What is being asked: Write out every line of the records below word for word, leaving out the pictures.

(Excerpts from a pointing dataset)
━━━━
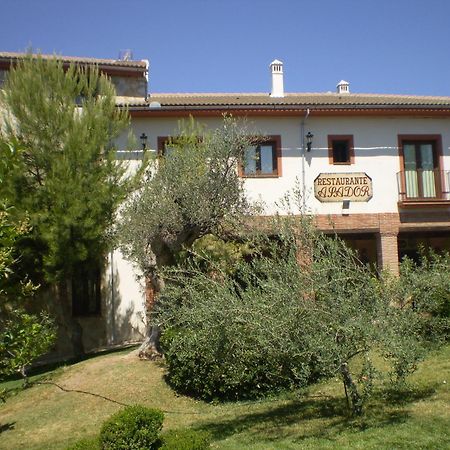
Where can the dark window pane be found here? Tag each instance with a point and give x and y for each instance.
(341, 152)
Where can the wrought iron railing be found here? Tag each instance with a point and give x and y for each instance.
(423, 185)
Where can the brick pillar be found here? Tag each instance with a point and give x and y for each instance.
(387, 250)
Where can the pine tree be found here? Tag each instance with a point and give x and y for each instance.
(58, 133)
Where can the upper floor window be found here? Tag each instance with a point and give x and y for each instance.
(340, 149)
(263, 159)
(421, 176)
(165, 145)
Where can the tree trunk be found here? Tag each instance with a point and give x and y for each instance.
(158, 255)
(150, 348)
(350, 386)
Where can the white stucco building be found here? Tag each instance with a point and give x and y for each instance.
(376, 170)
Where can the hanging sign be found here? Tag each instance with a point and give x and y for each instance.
(336, 187)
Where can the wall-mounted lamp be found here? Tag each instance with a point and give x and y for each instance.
(143, 138)
(309, 136)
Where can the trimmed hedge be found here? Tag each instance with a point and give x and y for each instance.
(185, 439)
(86, 444)
(133, 428)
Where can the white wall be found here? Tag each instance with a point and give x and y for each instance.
(376, 153)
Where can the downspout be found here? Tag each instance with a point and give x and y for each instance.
(113, 300)
(302, 137)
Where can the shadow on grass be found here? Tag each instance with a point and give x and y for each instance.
(7, 426)
(311, 417)
(407, 394)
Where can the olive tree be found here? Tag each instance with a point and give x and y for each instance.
(23, 336)
(192, 190)
(302, 307)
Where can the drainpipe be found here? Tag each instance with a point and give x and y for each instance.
(113, 306)
(302, 137)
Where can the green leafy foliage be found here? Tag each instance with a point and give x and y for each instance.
(58, 162)
(86, 444)
(134, 428)
(185, 439)
(23, 337)
(300, 309)
(425, 288)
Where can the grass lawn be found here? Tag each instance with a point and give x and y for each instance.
(46, 417)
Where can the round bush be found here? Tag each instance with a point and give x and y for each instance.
(185, 440)
(86, 444)
(134, 428)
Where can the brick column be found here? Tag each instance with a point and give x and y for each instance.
(387, 250)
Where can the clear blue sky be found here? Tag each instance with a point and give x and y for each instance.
(379, 46)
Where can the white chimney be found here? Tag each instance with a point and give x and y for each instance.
(277, 78)
(343, 87)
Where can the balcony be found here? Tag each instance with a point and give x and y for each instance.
(424, 188)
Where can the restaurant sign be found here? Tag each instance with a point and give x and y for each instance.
(336, 187)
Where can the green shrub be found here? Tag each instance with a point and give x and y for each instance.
(425, 287)
(86, 444)
(134, 428)
(302, 308)
(185, 440)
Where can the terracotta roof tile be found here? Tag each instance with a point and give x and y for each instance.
(298, 99)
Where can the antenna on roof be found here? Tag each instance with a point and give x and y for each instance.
(126, 55)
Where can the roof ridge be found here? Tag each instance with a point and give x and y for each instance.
(82, 59)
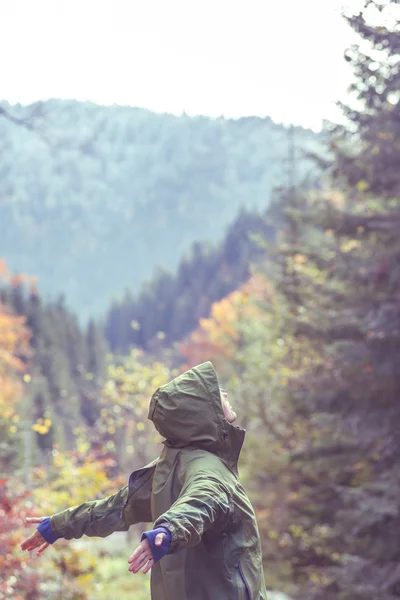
━━━━
Response to the task:
Where can the dark window pane be found here? Tag each instance with a point and give x and y for each instance.
(341, 152)
Where can the wrought iron railing be found here? Tag each instance with a point and give x and y for each instance.
(423, 185)
Where can the brick pillar be found here? Tag each instance with a point and give x and y for each instance.
(387, 250)
Where can the pine tree be found here? Tag each instance with a point and give x and y for each instance.
(58, 133)
Where can the upper floor window be found here? Tag each instance with a point and give x and y for each instance.
(340, 149)
(263, 159)
(421, 176)
(165, 145)
Where can the tree trunk be found here? Tag each instance with a point and give x and y for each instance.
(158, 255)
(150, 348)
(350, 386)
Where can the white stucco building be found here? Tag each instance with a point and give x and y for each instance.
(376, 170)
Where can the hanging sign be found here? Tag each instance with a point and give x and y for each instance.
(336, 187)
Where can the wall-mounted lamp be found here? Tag each instance with a point and give x and y for each instance.
(143, 138)
(309, 136)
Where can the trimmed hedge be found here? Tag each instance with a point and give x and y for each instance.
(185, 439)
(86, 444)
(133, 428)
Where can the white wall be found here? Tag each instance with a point and give x and y for each instance.
(376, 153)
Where can the downspout be found here? Tag each instance with a point and give x and y for each instance.
(113, 300)
(302, 137)
Where can the shadow on grass be found here? Tag each instance with a point and give x and y for each instance.
(7, 426)
(311, 417)
(407, 394)
Where can the olive tree be found here? Tag each instance with a point and give x and y for each instance.
(23, 336)
(192, 190)
(302, 307)
Where can the drainpipe be found here? Tag each instance with a point and give x and y for each instance.
(113, 306)
(302, 137)
Where can the green leafy foliage be found here? Tag each instance with a point and give x and y for each instance.
(58, 162)
(86, 444)
(134, 428)
(185, 439)
(23, 337)
(300, 309)
(425, 288)
Where can the grass lawn be found here? Tag each instance with a point and give x and y for each instance.
(46, 417)
Where can the round bush be found here? Tag each instance with a point and give x and y for each instance.
(185, 440)
(86, 444)
(134, 428)
Where can the brick column be found here? Tag each instance with a point and give x and y for each instance.
(387, 250)
Where can the clear blue sky be found here? Tag each instance with a point and give x and y for each instance.
(379, 46)
Where can the white chimney be found here? Tag each instance with a point and give x and y for each instance.
(277, 78)
(343, 87)
Where can the balcony be found here? Tag each instance with a point and give x and y for each instance.
(424, 188)
Where can the restaurant sign be found here? Tag each instance with a point and give x and y for each instance.
(336, 187)
Where can the green shrub be found here? Tag each instance with a point and give x and y for each instance.
(425, 287)
(86, 444)
(134, 428)
(302, 308)
(185, 440)
Where can the terracotta roof tile be found here? Tag each instance with a point and give x and y for each instance.
(298, 99)
Where can the antenna on roof be found here? Tag each instance with a point and give x and y for each instance.
(126, 55)
Where can the roof ridge be found here? Tag each instance with a point and give x and y for each instance.
(82, 59)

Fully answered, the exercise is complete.